** BRIEF **
Can you set down, unchanged, everything in the listing below from the line containing "Where can the red" down to the line containing "point(186, 513)", both of those lines included?
════════
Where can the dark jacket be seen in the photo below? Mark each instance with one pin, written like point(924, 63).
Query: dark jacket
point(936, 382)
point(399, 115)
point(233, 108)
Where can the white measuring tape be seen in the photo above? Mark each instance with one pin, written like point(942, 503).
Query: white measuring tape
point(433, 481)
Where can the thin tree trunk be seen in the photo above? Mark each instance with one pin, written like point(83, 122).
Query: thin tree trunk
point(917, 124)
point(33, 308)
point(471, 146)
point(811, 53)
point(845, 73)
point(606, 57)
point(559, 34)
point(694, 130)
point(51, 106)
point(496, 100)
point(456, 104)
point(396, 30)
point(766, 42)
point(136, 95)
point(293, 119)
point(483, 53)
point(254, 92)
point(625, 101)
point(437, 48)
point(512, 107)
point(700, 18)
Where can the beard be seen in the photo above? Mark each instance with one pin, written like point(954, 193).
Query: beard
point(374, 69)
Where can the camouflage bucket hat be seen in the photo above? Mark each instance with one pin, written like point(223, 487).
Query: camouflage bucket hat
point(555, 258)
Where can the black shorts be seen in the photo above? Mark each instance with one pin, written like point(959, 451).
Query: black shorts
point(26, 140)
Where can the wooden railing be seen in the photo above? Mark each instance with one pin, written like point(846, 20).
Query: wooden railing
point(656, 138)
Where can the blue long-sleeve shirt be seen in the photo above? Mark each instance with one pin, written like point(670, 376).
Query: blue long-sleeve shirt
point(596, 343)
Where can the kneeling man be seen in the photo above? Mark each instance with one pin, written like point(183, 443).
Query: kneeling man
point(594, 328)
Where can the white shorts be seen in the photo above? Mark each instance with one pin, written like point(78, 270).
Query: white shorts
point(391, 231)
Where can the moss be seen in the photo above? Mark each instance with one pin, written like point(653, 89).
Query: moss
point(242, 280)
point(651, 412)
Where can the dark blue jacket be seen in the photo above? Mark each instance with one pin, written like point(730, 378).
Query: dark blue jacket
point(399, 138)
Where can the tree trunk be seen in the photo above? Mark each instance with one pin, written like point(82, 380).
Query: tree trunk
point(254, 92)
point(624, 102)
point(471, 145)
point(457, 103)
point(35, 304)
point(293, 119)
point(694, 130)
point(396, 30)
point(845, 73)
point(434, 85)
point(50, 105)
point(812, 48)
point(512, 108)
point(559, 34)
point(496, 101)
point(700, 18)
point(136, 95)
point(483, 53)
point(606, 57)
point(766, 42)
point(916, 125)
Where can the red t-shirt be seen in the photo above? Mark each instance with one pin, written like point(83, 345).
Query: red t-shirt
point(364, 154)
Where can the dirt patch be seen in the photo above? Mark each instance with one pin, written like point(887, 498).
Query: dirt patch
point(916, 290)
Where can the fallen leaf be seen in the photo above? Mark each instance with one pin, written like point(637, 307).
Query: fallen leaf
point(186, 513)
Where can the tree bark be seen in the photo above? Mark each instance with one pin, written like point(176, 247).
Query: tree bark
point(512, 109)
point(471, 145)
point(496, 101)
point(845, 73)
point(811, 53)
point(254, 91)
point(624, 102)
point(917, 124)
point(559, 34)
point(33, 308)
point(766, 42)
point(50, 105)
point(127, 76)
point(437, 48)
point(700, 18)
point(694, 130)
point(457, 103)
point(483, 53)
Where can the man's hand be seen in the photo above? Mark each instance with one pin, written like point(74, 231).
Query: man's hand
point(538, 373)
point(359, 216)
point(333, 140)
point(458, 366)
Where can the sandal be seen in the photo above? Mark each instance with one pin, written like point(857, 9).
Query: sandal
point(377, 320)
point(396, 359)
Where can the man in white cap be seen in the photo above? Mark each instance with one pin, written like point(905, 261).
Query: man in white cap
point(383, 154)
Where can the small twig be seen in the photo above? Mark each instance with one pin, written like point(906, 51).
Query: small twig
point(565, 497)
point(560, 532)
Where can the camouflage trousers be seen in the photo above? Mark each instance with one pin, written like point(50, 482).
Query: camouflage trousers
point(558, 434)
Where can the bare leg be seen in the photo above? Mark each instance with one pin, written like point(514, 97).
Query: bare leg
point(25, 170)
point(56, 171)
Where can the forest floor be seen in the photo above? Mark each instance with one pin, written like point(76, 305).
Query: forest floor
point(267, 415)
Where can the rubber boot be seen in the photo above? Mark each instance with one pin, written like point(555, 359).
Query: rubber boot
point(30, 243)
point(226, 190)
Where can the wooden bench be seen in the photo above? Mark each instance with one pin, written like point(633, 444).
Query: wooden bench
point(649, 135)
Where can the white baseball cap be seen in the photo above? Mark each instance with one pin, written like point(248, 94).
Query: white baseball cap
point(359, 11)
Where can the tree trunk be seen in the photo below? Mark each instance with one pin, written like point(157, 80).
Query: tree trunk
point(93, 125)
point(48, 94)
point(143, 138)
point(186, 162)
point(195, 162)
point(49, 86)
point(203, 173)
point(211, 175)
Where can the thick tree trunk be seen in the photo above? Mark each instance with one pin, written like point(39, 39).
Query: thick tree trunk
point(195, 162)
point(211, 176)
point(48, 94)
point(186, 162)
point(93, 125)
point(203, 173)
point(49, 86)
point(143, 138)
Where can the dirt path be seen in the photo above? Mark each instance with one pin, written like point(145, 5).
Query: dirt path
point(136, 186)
════════
** OUTPUT BELOW **
Where can the red t-shirt be seen in the photo above? Mark each instance with one pin, written like point(83, 345).
Query: red t-shirt
point(364, 154)
Where can the dirt patch be seen in the photo above? Mark each instance with one pin, written like point(887, 498).
Query: dirt patch
point(916, 290)
Where can the fallen leaf be seen in the photo above? Mark each instance with one pin, written like point(637, 307).
Query: fallen leaf
point(186, 513)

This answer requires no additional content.